Task statement: Extract the text lines of all the items below verbatim, leaving out the pictures.

Provided records:
%%

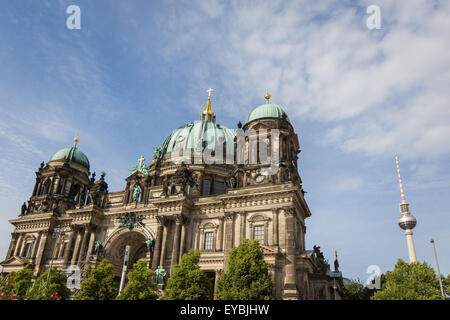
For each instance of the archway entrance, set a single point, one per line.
(115, 252)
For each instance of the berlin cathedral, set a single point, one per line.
(169, 207)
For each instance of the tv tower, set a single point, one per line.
(406, 221)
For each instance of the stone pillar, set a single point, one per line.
(157, 252)
(12, 244)
(242, 220)
(40, 254)
(197, 235)
(216, 278)
(22, 250)
(176, 242)
(76, 249)
(72, 235)
(163, 245)
(36, 246)
(290, 290)
(183, 240)
(275, 227)
(219, 243)
(83, 244)
(229, 232)
(69, 245)
(18, 247)
(36, 187)
(56, 184)
(91, 243)
(67, 186)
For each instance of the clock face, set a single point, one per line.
(259, 178)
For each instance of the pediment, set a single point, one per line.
(268, 250)
(15, 261)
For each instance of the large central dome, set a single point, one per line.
(198, 136)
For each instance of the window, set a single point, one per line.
(27, 251)
(219, 187)
(209, 236)
(206, 187)
(258, 233)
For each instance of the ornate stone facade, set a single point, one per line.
(168, 208)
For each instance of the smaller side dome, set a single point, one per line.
(267, 110)
(71, 154)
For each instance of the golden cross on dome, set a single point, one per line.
(140, 160)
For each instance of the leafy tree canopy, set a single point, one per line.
(16, 284)
(140, 284)
(247, 276)
(187, 281)
(410, 281)
(56, 289)
(99, 283)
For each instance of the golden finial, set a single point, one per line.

%%

Exercise solution:
For each instance of the archway entrance, set a single point, one per line.
(115, 252)
For each instance of the berlin cathedral, set a single point, one per line.
(169, 207)
For each instance of the tv tower, set a single point, one per line.
(406, 221)
For each instance of the stone pillar, set a single point, one per line.
(157, 252)
(12, 244)
(242, 220)
(40, 254)
(197, 235)
(216, 278)
(22, 250)
(176, 242)
(76, 249)
(72, 235)
(163, 245)
(36, 246)
(290, 290)
(183, 240)
(275, 227)
(219, 243)
(83, 244)
(229, 232)
(69, 245)
(18, 247)
(36, 187)
(56, 184)
(91, 243)
(67, 186)
For each instance of the clock face, set a single point, one per line.
(259, 178)
For each instance of the pediment, set a single point, one per line.
(268, 250)
(15, 261)
For each instance of the large central dome, set a single point, one per line.
(198, 136)
For each instance of the window, set a single point, one per line.
(27, 251)
(219, 187)
(209, 236)
(206, 187)
(258, 233)
For each instance of the ornate stone facade, set a single point, one per line.
(168, 208)
For each instance of the smaller side dome, set a single point, one per line.
(267, 110)
(71, 154)
For each instance of the golden cross on dome, set a single point, one per line.
(140, 160)
For each instance of the leafy tree canopy, set a single point, one per line.
(16, 284)
(140, 284)
(247, 276)
(187, 281)
(410, 281)
(56, 289)
(99, 283)
For each instance of the golden finial, set a single point, one per line.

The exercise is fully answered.